::: EXTRACTED INFORMATION

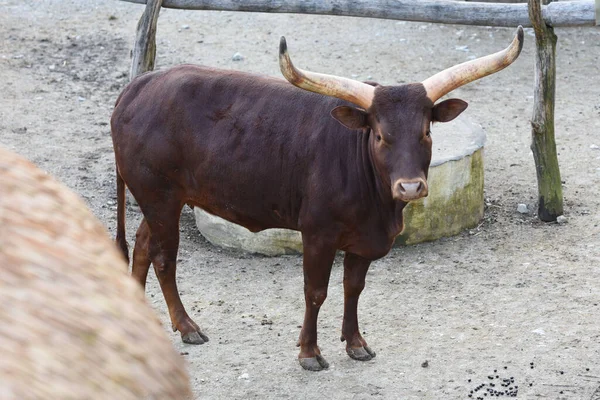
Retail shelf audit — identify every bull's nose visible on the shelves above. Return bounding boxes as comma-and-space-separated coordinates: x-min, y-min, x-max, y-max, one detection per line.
393, 179, 428, 201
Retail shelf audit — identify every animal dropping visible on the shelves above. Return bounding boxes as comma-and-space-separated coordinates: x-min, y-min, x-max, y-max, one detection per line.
111, 27, 523, 371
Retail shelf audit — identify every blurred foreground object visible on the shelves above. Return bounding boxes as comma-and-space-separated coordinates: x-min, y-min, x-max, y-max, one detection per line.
0, 147, 191, 400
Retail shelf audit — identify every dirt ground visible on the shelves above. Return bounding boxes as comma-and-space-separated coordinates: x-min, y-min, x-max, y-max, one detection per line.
0, 0, 600, 400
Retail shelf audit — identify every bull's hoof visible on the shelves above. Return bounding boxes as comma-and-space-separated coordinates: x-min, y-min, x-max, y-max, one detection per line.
346, 346, 375, 361
181, 331, 208, 344
298, 354, 329, 371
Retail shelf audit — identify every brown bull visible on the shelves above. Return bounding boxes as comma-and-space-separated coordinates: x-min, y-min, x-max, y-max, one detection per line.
111, 27, 523, 370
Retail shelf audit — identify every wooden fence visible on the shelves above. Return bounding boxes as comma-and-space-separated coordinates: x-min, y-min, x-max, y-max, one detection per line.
123, 0, 600, 221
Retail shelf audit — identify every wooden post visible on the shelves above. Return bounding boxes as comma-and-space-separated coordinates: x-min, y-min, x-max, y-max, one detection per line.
528, 0, 563, 222
129, 0, 163, 79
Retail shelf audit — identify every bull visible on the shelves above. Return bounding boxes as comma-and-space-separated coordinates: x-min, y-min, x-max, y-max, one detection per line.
0, 147, 192, 400
111, 27, 523, 370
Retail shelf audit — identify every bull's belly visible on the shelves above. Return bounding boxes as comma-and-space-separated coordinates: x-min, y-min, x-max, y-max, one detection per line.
186, 193, 298, 232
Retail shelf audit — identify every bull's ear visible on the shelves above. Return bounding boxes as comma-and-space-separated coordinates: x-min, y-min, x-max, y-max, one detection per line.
331, 106, 368, 130
433, 99, 468, 122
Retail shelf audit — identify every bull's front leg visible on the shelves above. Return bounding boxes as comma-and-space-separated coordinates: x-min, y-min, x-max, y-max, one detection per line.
298, 234, 336, 371
341, 253, 375, 361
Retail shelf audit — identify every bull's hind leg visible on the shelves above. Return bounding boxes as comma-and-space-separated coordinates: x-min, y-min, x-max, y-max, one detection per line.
341, 253, 375, 361
298, 235, 336, 371
140, 199, 208, 344
131, 218, 151, 289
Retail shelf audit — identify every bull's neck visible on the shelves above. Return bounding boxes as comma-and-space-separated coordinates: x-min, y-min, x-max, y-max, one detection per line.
361, 129, 406, 236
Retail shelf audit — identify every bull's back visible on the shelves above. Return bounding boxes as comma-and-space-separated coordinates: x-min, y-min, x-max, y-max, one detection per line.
112, 65, 347, 230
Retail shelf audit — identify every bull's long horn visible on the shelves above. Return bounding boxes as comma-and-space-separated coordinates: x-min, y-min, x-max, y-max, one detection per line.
279, 36, 375, 109
422, 25, 523, 103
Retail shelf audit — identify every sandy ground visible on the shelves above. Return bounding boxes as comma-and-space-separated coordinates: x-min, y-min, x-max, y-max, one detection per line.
0, 0, 600, 400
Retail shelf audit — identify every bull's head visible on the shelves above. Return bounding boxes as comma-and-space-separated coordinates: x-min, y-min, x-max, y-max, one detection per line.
279, 26, 523, 202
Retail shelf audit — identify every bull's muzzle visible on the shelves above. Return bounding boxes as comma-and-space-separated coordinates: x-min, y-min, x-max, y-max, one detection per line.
392, 178, 429, 201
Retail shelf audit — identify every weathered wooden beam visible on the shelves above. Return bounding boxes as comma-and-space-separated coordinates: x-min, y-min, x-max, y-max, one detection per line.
129, 0, 163, 79
528, 0, 563, 222
118, 0, 596, 27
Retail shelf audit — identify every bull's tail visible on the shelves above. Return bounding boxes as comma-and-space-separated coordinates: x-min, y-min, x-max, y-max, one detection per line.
116, 166, 129, 264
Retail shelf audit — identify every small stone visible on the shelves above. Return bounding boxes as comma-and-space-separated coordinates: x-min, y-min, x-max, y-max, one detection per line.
517, 203, 529, 214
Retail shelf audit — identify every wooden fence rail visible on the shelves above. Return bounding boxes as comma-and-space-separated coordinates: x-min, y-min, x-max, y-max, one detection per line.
123, 0, 596, 28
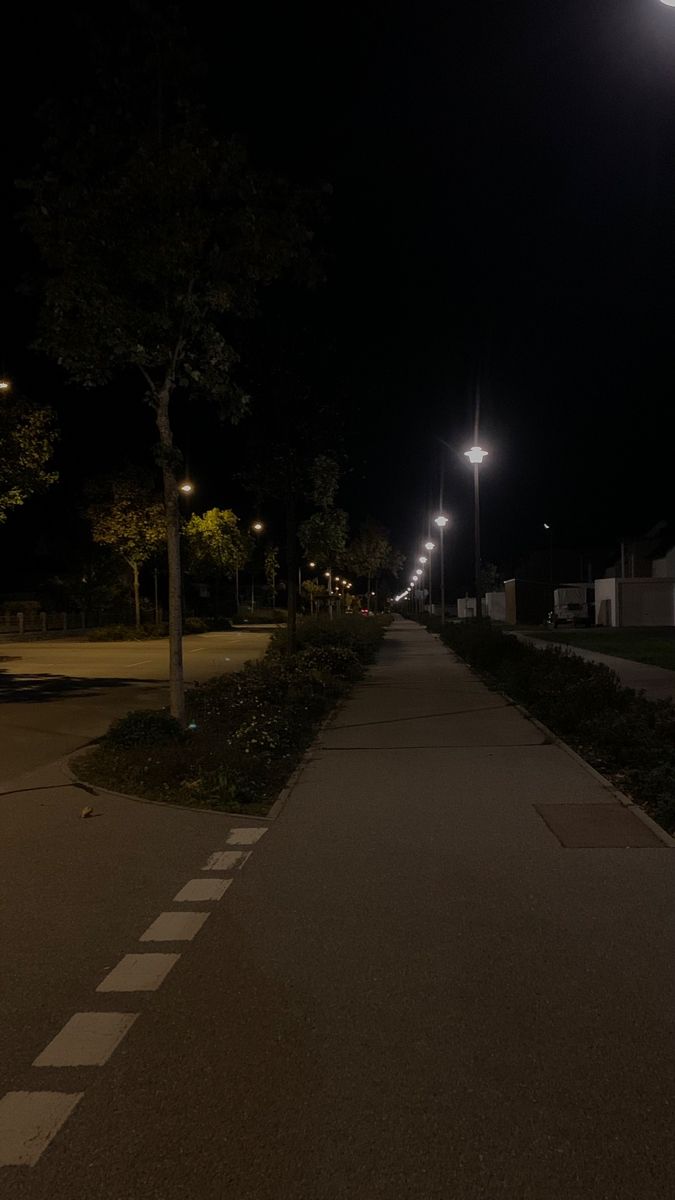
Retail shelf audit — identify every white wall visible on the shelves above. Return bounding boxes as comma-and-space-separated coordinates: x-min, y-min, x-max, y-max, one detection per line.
620, 578, 675, 625
485, 592, 506, 620
596, 577, 619, 625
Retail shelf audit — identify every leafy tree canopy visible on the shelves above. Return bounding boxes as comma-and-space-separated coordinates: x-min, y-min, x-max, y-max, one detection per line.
0, 391, 58, 524
185, 509, 251, 575
86, 473, 166, 568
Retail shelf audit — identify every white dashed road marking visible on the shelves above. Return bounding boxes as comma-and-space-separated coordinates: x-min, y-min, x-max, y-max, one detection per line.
202, 850, 251, 871
138, 912, 209, 942
173, 878, 232, 904
227, 828, 267, 846
32, 1013, 138, 1067
0, 1092, 84, 1166
96, 954, 180, 991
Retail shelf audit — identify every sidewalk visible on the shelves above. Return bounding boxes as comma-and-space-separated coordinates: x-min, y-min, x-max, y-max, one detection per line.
512, 632, 675, 700
0, 620, 675, 1200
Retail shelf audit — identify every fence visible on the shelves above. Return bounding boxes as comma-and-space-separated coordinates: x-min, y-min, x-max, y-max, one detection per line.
0, 608, 129, 637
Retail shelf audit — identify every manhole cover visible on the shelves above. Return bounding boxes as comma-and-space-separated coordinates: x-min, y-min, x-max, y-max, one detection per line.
534, 804, 668, 850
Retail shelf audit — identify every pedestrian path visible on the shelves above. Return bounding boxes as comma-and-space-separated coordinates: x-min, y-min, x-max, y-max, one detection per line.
0, 620, 675, 1200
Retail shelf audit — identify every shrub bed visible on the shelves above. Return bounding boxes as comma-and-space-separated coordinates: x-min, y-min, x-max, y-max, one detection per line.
413, 620, 675, 832
268, 616, 392, 665
74, 620, 386, 815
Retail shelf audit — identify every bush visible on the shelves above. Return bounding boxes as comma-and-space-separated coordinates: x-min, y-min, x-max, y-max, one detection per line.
106, 709, 186, 748
86, 625, 168, 642
295, 646, 364, 683
432, 620, 675, 829
268, 617, 388, 665
73, 618, 384, 812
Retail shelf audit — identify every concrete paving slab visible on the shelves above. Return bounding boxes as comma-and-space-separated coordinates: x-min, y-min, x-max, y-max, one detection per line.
534, 804, 668, 850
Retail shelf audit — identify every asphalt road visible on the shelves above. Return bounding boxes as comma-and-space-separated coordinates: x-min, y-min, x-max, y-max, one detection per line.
0, 623, 675, 1200
0, 631, 269, 787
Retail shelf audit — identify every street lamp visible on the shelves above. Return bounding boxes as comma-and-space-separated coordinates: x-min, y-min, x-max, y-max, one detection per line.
434, 514, 448, 625
544, 520, 552, 588
251, 521, 264, 613
464, 446, 488, 620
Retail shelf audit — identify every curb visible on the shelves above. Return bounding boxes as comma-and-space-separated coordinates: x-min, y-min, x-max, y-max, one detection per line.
431, 634, 675, 850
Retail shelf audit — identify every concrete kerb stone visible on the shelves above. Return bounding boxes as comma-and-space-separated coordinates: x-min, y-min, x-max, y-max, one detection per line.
420, 634, 675, 850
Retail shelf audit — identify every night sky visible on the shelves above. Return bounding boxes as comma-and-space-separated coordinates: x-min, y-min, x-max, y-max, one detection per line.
0, 0, 675, 590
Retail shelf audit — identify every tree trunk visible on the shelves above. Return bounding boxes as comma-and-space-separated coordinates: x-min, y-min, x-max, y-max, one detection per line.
156, 385, 185, 725
286, 479, 298, 656
131, 563, 141, 629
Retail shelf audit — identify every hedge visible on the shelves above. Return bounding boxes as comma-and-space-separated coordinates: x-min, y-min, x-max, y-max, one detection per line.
410, 620, 675, 832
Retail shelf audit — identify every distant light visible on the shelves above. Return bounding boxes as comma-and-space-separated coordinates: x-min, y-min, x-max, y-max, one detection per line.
464, 446, 488, 463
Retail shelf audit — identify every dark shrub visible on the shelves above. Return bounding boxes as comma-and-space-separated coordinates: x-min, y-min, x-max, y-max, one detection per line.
295, 646, 364, 683
104, 709, 186, 748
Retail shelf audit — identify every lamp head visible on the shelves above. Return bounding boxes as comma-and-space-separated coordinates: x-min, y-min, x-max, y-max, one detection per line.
464, 446, 488, 463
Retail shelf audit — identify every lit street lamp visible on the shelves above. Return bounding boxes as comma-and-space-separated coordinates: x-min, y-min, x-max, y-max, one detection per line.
251, 521, 264, 613
464, 446, 488, 620
434, 516, 448, 625
544, 520, 552, 588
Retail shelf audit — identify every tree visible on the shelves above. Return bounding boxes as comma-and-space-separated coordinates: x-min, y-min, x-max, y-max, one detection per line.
86, 473, 166, 629
0, 390, 59, 524
303, 580, 328, 617
185, 509, 251, 604
26, 70, 311, 721
265, 546, 279, 608
346, 517, 395, 612
298, 455, 350, 616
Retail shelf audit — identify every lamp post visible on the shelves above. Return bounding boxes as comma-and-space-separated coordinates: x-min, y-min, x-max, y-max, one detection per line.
424, 539, 436, 616
434, 515, 448, 625
464, 446, 488, 620
544, 520, 552, 588
251, 521, 264, 614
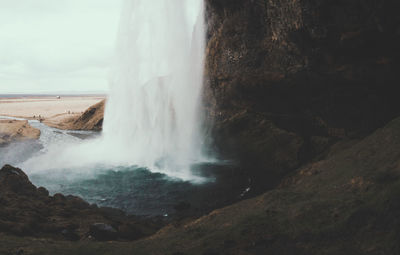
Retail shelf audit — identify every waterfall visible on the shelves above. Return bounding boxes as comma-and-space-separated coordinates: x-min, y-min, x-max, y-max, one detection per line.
20, 0, 205, 181
103, 0, 205, 174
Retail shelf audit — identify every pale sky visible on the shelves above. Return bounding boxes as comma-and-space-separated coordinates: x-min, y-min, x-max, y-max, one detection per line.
0, 0, 121, 94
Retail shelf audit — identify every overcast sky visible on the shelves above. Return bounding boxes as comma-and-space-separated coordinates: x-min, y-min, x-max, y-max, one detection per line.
0, 0, 121, 94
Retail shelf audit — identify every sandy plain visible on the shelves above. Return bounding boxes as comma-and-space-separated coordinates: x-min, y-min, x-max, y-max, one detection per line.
0, 96, 105, 120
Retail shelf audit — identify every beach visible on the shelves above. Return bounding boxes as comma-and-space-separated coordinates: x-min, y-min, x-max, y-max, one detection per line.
0, 96, 105, 121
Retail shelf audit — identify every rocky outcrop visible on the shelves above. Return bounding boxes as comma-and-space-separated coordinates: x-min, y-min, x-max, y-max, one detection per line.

::::::

THE EXERCISE: Convert the data, starting at the beginning and going on through the line with "0, 147, 191, 400", into a two-column CSV with columns named label_text and coordinates, one row for each text and its answer. Put every value in a single quoted field with line breaks replaced by spaces, and leave out the pictures.

RESULT OF THE EXERCISE:
label_text,coordinates
"Retail shelf audit — identify every bull's nose visible on the shelves above. Return bounding boxes as comma-and-space-separated coordinates: x-min, y-min, x-max, y-max, one detection per line.","393, 179, 428, 201"
"Retail shelf audit — identify every animal dropping visible on the shelves above. Return bounding boxes as comma-and-space-separated coordinates: x-min, y-min, x-max, y-max, one detection per line.","111, 27, 523, 371"
"Retail shelf audit — identify every blurred foreground object visible on the shelves above. Return bounding boxes as comma-and-space-separated coordinates: x-min, y-min, x-max, y-max, one detection per line.","0, 147, 191, 400"